Photo-based point labeling data
======
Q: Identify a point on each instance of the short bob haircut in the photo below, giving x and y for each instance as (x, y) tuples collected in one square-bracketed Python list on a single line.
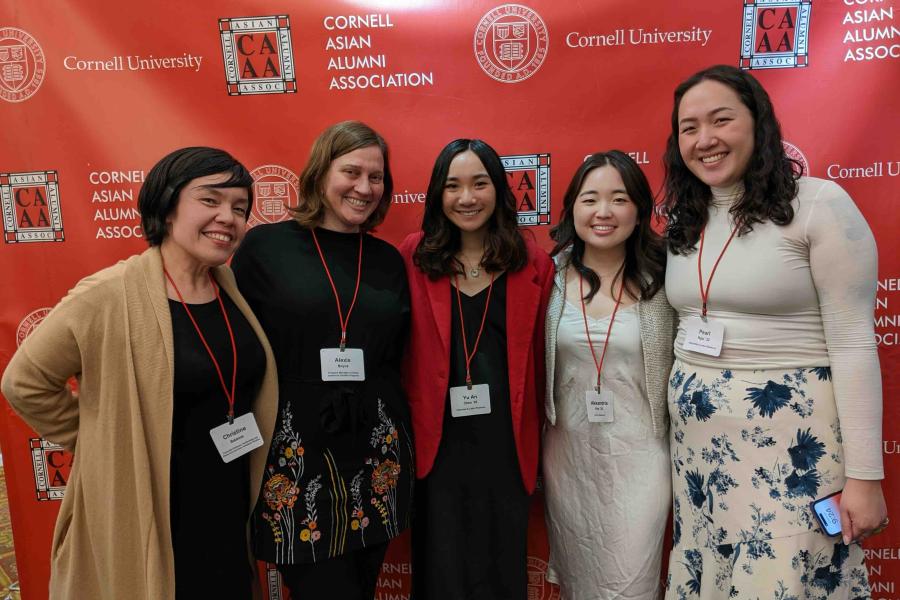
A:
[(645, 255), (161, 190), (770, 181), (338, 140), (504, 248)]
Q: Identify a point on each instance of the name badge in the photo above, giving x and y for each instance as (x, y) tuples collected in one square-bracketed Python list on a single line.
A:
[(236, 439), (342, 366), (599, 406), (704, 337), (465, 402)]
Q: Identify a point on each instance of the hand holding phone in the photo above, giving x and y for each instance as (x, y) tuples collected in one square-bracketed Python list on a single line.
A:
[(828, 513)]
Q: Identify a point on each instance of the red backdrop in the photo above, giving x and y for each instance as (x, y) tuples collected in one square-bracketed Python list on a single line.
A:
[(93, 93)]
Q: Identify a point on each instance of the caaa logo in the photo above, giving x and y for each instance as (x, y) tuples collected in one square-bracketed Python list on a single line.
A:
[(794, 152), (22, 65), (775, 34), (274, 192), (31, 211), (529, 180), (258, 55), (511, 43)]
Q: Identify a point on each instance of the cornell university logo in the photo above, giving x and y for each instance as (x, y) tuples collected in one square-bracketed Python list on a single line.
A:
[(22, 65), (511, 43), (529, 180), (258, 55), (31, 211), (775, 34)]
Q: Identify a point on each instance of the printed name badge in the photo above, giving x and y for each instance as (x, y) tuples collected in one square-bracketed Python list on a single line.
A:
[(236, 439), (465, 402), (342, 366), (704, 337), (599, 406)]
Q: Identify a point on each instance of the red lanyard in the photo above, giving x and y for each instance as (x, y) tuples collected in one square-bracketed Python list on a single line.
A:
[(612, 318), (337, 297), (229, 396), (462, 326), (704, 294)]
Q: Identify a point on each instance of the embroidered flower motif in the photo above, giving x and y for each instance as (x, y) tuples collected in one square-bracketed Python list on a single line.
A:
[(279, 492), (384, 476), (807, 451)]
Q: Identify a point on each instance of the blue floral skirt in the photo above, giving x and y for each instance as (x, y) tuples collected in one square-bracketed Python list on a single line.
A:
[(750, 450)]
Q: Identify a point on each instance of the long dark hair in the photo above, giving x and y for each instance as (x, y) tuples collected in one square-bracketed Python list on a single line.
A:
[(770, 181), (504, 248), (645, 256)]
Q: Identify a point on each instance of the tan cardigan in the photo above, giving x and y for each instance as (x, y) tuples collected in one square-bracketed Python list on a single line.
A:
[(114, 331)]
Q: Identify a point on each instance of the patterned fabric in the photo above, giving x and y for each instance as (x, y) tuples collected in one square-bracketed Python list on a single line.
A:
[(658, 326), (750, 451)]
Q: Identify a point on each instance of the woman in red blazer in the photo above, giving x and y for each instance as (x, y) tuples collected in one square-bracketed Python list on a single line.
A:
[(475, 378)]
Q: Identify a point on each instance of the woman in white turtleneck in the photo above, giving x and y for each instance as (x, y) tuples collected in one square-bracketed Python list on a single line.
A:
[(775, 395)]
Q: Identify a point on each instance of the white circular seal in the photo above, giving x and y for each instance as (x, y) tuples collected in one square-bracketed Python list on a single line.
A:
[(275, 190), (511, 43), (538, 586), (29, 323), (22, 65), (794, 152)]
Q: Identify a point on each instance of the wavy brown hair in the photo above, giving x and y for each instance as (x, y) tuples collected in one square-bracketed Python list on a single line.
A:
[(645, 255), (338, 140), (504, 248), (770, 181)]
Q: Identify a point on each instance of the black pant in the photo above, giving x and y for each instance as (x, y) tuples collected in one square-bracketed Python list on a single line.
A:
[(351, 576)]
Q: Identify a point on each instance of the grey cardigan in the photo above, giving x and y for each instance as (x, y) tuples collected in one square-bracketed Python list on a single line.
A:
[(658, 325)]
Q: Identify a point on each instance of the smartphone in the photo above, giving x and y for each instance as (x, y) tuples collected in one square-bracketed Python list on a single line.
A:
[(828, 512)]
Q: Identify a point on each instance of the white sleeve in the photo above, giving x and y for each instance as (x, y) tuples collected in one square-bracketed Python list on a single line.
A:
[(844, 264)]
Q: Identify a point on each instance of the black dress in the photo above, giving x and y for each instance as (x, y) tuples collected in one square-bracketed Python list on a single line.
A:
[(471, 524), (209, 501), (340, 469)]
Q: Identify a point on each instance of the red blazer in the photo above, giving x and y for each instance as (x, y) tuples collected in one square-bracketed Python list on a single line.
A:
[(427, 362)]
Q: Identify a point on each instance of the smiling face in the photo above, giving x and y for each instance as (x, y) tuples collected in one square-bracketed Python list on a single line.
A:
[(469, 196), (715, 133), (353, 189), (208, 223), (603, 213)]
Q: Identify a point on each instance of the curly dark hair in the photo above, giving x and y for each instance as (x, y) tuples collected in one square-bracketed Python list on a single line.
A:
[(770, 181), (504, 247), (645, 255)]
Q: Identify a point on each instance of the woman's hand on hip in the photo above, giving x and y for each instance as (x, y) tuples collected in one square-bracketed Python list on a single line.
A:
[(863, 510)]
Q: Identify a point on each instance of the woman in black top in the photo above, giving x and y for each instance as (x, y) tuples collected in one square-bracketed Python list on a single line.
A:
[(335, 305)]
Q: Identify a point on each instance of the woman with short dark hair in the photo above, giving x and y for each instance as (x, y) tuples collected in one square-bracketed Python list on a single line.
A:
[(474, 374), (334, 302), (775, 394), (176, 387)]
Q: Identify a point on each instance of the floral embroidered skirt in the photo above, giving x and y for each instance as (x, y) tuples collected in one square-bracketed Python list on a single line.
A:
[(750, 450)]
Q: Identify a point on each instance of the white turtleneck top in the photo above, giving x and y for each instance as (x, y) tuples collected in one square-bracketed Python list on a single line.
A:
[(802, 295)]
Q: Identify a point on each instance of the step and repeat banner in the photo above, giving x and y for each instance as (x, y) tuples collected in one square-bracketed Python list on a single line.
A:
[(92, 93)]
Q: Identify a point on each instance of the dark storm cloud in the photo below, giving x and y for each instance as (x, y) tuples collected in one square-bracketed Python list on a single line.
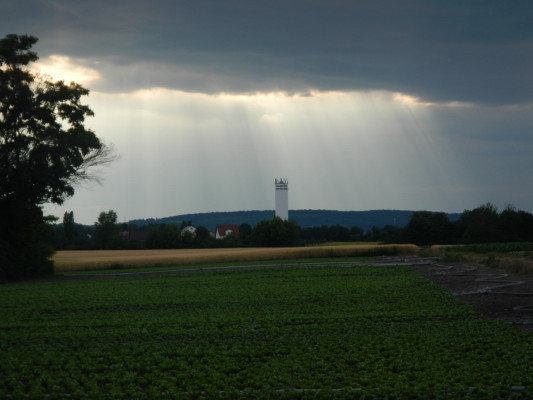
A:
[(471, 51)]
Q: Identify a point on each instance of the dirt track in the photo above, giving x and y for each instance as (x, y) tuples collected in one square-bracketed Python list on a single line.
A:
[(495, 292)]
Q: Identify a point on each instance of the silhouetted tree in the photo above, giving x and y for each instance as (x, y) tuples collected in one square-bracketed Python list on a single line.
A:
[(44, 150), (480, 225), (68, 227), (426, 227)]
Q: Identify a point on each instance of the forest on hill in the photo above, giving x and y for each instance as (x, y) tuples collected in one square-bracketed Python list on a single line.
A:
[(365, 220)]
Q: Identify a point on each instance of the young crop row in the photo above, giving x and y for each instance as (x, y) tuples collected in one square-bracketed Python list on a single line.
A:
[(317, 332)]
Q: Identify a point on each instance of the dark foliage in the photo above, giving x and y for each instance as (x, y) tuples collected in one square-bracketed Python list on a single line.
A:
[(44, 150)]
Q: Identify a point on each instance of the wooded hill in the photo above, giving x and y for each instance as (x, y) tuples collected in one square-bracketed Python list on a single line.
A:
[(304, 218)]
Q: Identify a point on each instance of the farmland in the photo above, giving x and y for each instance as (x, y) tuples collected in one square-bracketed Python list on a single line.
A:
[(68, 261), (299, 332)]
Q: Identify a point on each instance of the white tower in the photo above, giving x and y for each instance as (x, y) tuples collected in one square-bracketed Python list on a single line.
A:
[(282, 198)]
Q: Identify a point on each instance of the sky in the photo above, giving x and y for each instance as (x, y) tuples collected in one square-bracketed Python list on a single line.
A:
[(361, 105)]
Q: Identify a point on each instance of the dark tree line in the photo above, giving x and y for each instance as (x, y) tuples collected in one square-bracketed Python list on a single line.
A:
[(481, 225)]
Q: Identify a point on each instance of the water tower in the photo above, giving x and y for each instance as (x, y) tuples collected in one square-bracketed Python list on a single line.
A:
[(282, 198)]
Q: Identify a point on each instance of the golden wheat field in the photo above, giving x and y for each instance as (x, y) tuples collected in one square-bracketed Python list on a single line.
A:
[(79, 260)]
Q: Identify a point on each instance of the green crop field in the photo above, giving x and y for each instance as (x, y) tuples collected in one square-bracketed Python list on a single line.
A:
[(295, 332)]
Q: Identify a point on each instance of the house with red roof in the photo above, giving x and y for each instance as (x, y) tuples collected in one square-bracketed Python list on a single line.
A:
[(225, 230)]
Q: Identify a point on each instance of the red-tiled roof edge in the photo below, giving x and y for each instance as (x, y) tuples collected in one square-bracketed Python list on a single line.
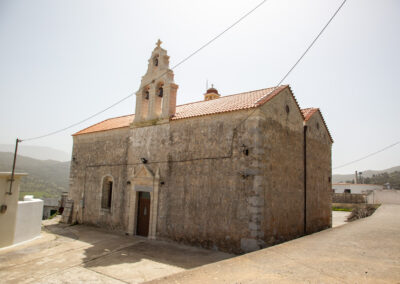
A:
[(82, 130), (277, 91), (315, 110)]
======
**EXERCISE DIRECTIONS:** Arrange the lines of the records as a Markdown table with the columns Row and Line, starting with the line that contains "Q: Identify a point on each instance of the woman's" and going on through the line that contains "[(474, 374), (334, 302), (775, 394), (176, 387)]". Number each row and leave out blank lines.

**WRITTEN ANSWER:**
| Row | Line |
|---|---|
| 1 | Q: Identify a point on each instance of the woman's hand on hip in the photo above, giving x and y for each instance as (x, y) tuples collected in one square-bracketed Python list on a single line. |
| 2 | A: |
| 3 | [(863, 510)] |
| 4 | Q: Identify a point on each instance of the woman in black top in the photo above, giving x and y for each instance as (x, y) tuples collected in one square-bracketed Python list on a single line. |
| 5 | A: |
| 6 | [(335, 305)] |
| 7 | Q: Identify a point on each instance of the woman with short dark hair in the photo above, giving x and y for each instance as (x, y) tuples collected in one square-bracketed Python list on a single line. |
| 8 | A: |
| 9 | [(474, 374), (334, 302), (775, 394), (176, 387)] |